* PERINTAH TUGAS
Bisakah Anda menyalin ulang bagian teks tentang penyebab anak malas belajar di bawah ini, mulai dari "Tidak semua anak" dan berakhir pada "ke sekolah lain,dll.", tanpa mengubah satu kata pun?

* KUTIPAN YANG DIBERIKAN
^^^^^^^^^^^^^^^^

Kemungkinan besar ini adalah beberapa masalah yang membuat anak malas belajar
1.Beban sekolah yang terlalu banyak.
Dalam sehari, anak dicekoki 6-7 pelajaran berbeda yang rata2 diuji secara sangat superfisial: Menghafal kata demi kata. Ini sangat melelahkan.
2. Sistem mengajar yang tidak menarik atau tidak suka pada pelajaran / guru
Coba diperhatikan, siapa tahu anak malas hanya pada pelajaran tertentu. Jika ya, maka ini mungkin berhubungan dengan metode mengajar guru yang buruk, anak tak suka pada pelajaran tersebut atau rasa tak suka pada guru.
3.Anak tersebut bukan anak yang berorientasi akademis.
Tidak semua anak memiliki kemampuan akademis yang tinggi. Yang saya maksud ‘akademis’ di sini adalah pelajaran serius yang mendominasi kurikulum seperti Bahasa Inggris, Matematika, IPA, Bahasa Indonesia, PPKn,dll. Ada anak yang kelak akan menghabiskan hidup sebagai foto model, pelukis, koreografer, pemain bola,fotografer,dll. Anak-anak model begini sangat mungkin malas menghabiskan waktu dengan tekun untuk capek-capek menghafal untuk ulangan, misalnya.
4.Gangguan fisik.
Mungkin ada gangguan pendengaran atau penglihatan. Tentu saja harus dilakukan observasi dan bahkan pengecekan medis.
5.Masalah keluarga atau problem emosional
Misal, orang tua orang tua tidak rukun, merasakan bersaing dengan saudara kandung secara akdamis dan terus-menerus kalah, teman terdekatnya baru pindah ke sekolah lain,dll.
6.Tak ada panutan
Anak tak punya contoh tentang apa yang dimaksud dengan ‘rajin’. Anak kecil belum mampu berpikir konkret, mereka butuh contoh nyata untuk hampir semua hal yang harus mereka lakukan.

^^^^^^^^^^^^^^^^

* BARIS DATA MENTAH
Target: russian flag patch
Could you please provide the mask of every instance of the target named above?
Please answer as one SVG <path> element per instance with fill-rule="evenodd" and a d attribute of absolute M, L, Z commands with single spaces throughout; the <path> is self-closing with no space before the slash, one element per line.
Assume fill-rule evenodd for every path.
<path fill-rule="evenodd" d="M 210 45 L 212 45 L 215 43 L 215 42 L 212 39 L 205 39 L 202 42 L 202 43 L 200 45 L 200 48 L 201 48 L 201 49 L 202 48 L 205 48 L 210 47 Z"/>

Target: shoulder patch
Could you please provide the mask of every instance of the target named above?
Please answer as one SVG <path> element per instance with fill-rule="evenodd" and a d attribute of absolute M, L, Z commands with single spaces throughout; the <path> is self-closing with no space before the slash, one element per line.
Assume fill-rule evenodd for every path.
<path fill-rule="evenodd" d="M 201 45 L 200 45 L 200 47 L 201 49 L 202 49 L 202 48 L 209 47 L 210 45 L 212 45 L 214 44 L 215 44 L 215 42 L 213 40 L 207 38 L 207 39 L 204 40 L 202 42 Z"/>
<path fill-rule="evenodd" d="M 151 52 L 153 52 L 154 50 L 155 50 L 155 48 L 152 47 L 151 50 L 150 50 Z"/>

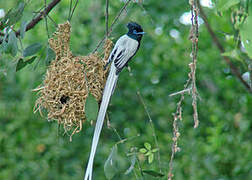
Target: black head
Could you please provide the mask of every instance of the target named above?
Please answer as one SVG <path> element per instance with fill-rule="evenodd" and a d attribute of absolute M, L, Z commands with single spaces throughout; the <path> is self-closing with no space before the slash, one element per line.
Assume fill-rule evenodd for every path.
<path fill-rule="evenodd" d="M 127 27 L 129 29 L 127 35 L 140 42 L 144 34 L 142 27 L 136 22 L 128 23 Z"/>

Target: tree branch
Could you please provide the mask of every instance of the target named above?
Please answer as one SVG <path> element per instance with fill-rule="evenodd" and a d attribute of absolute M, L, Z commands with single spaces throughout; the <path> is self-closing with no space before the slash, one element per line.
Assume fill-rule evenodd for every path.
<path fill-rule="evenodd" d="M 214 44 L 219 49 L 220 53 L 224 53 L 225 52 L 225 48 L 222 46 L 222 44 L 220 43 L 220 41 L 217 38 L 216 34 L 214 33 L 212 27 L 210 26 L 210 24 L 208 22 L 206 14 L 205 14 L 205 12 L 203 11 L 203 9 L 202 9 L 202 7 L 200 5 L 199 5 L 199 10 L 200 10 L 200 15 L 201 15 L 202 19 L 205 22 L 206 28 L 207 28 L 210 36 L 213 39 Z M 250 93 L 252 93 L 252 89 L 250 88 L 249 84 L 242 78 L 242 75 L 239 72 L 238 68 L 232 63 L 232 61 L 227 56 L 222 56 L 222 57 L 225 60 L 225 62 L 228 64 L 228 66 L 230 67 L 231 72 L 233 73 L 233 75 L 235 75 L 241 81 L 241 83 L 246 87 L 246 89 Z"/>
<path fill-rule="evenodd" d="M 36 24 L 39 23 L 49 12 L 60 2 L 61 0 L 53 0 L 48 6 L 39 13 L 35 18 L 33 18 L 26 26 L 25 31 L 29 31 L 32 29 Z M 4 33 L 0 33 L 1 36 L 4 36 Z M 16 32 L 16 36 L 20 35 L 20 29 Z M 0 44 L 2 42 L 0 41 Z"/>
<path fill-rule="evenodd" d="M 41 21 L 45 15 L 49 14 L 49 12 L 60 2 L 61 0 L 53 0 L 48 6 L 44 9 L 44 11 L 40 12 L 38 16 L 32 19 L 29 24 L 27 24 L 25 31 L 29 31 L 32 29 L 36 24 Z M 16 32 L 16 36 L 20 35 L 20 30 Z"/>

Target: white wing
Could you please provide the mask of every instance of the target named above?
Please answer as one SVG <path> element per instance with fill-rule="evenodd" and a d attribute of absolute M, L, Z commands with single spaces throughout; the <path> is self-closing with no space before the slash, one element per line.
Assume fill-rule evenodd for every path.
<path fill-rule="evenodd" d="M 138 47 L 139 47 L 139 43 L 136 40 L 130 38 L 128 35 L 124 35 L 118 39 L 118 41 L 115 44 L 114 49 L 112 50 L 109 56 L 109 62 L 112 61 L 112 65 L 111 65 L 109 76 L 108 76 L 108 79 L 106 81 L 106 85 L 103 91 L 102 102 L 101 102 L 99 114 L 98 114 L 96 125 L 95 125 L 92 147 L 91 147 L 91 152 L 90 152 L 88 166 L 86 169 L 84 180 L 92 180 L 92 171 L 93 171 L 93 162 L 94 162 L 95 152 L 98 145 L 98 141 L 99 141 L 102 125 L 104 122 L 105 114 L 106 114 L 108 104 L 110 101 L 110 97 L 113 94 L 113 91 L 115 89 L 119 72 L 128 63 L 131 57 L 134 56 Z"/>

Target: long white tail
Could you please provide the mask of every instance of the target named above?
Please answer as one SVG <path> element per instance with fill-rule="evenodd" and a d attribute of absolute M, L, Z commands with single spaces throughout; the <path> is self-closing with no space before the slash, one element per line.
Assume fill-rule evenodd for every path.
<path fill-rule="evenodd" d="M 96 152 L 99 137 L 101 134 L 101 129 L 102 129 L 105 114 L 108 108 L 109 100 L 110 100 L 111 95 L 113 94 L 113 90 L 116 86 L 117 79 L 118 79 L 118 75 L 116 75 L 116 67 L 113 62 L 111 64 L 109 76 L 108 76 L 108 79 L 107 79 L 107 82 L 103 91 L 102 102 L 101 102 L 99 114 L 98 114 L 96 125 L 95 125 L 92 147 L 91 147 L 91 152 L 90 152 L 88 166 L 86 169 L 84 180 L 92 180 L 92 171 L 93 171 L 93 162 L 94 162 L 95 152 Z"/>

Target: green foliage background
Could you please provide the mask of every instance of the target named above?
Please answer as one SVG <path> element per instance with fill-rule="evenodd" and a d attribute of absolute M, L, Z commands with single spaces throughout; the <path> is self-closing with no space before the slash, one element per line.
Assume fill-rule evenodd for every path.
<path fill-rule="evenodd" d="M 18 2 L 0 0 L 0 8 L 7 12 L 17 7 Z M 67 20 L 69 3 L 69 0 L 63 0 L 50 13 L 56 23 Z M 122 5 L 123 1 L 110 1 L 110 24 Z M 29 1 L 22 20 L 30 21 L 33 12 L 43 6 L 42 0 Z M 145 142 L 157 148 L 148 116 L 136 94 L 138 89 L 153 120 L 161 169 L 165 174 L 163 179 L 167 179 L 173 132 L 172 113 L 179 100 L 179 96 L 169 97 L 169 94 L 182 90 L 188 79 L 190 26 L 179 21 L 184 12 L 190 11 L 188 1 L 145 0 L 143 6 L 146 12 L 137 3 L 131 3 L 127 14 L 119 19 L 111 35 L 116 41 L 127 31 L 125 24 L 131 20 L 139 22 L 147 32 L 139 52 L 130 63 L 134 76 L 129 76 L 126 70 L 121 73 L 108 110 L 110 123 L 122 138 L 140 135 L 118 145 L 113 179 L 136 179 L 133 172 L 124 174 L 131 164 L 126 154 L 132 148 L 143 148 Z M 221 14 L 215 7 L 204 8 L 209 23 L 227 51 L 236 49 L 235 42 L 227 39 L 227 35 L 237 33 L 230 20 L 232 8 L 235 7 Z M 90 53 L 103 37 L 104 11 L 104 1 L 79 2 L 71 20 L 71 48 L 75 54 Z M 50 20 L 48 23 L 51 35 L 55 27 Z M 14 29 L 19 26 L 20 22 Z M 159 31 L 161 28 L 160 33 L 157 33 L 157 28 Z M 178 39 L 170 36 L 172 29 L 179 31 Z M 204 24 L 200 26 L 199 33 L 196 76 L 201 98 L 198 101 L 200 126 L 193 128 L 191 97 L 186 95 L 183 121 L 179 122 L 181 151 L 175 156 L 174 179 L 252 179 L 252 96 L 230 73 Z M 36 94 L 31 90 L 43 81 L 47 67 L 47 39 L 45 21 L 26 32 L 22 41 L 24 48 L 37 42 L 42 43 L 43 47 L 38 53 L 40 58 L 18 72 L 15 69 L 20 52 L 15 58 L 0 54 L 0 179 L 83 178 L 94 127 L 85 123 L 83 130 L 69 142 L 69 137 L 63 135 L 63 129 L 58 128 L 56 122 L 48 122 L 45 117 L 33 114 Z M 243 60 L 237 57 L 231 59 L 241 73 L 247 71 Z M 105 125 L 95 158 L 94 179 L 105 179 L 104 163 L 118 141 L 116 133 Z M 142 169 L 159 171 L 157 153 L 154 153 L 152 163 L 142 156 L 139 163 Z M 140 179 L 137 165 L 135 172 Z M 144 179 L 153 177 L 144 175 Z"/>

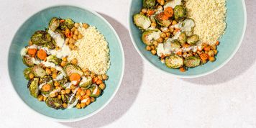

^^^^^^^^^^^^^^^^

* HASIL DI BAWAH
Tidak semua anak memiliki kemampuan akademis yang tinggi. Yang saya maksud ‘akademis’ di sini adalah pelajaran serius yang mendominasi kurikulum seperti Bahasa Inggris, Matematika, IPA, Bahasa Indonesia, PPKn,dll. Ada anak yang kelak akan menghabiskan hidup sebagai foto model, pelukis, koreografer, pemain bola,fotografer,dll. Anak-anak model begini sangat mungkin malas menghabiskan waktu dengan tekun untuk capek-capek menghafal untuk ulangan, misalnya.
4.Gangguan fisik.
Mungkin ada gangguan pendengaran atau penglihatan. Tentu saja harus dilakukan observasi dan bahkan pengecekan medis.
5.Masalah keluarga atau problem emosional
Misal, orang tua orang tua tidak rukun, merasakan bersaing dengan saudara kandung secara akdamis dan terus-menerus kalah, teman terdekatnya baru pindah ke sekolah lain,dll.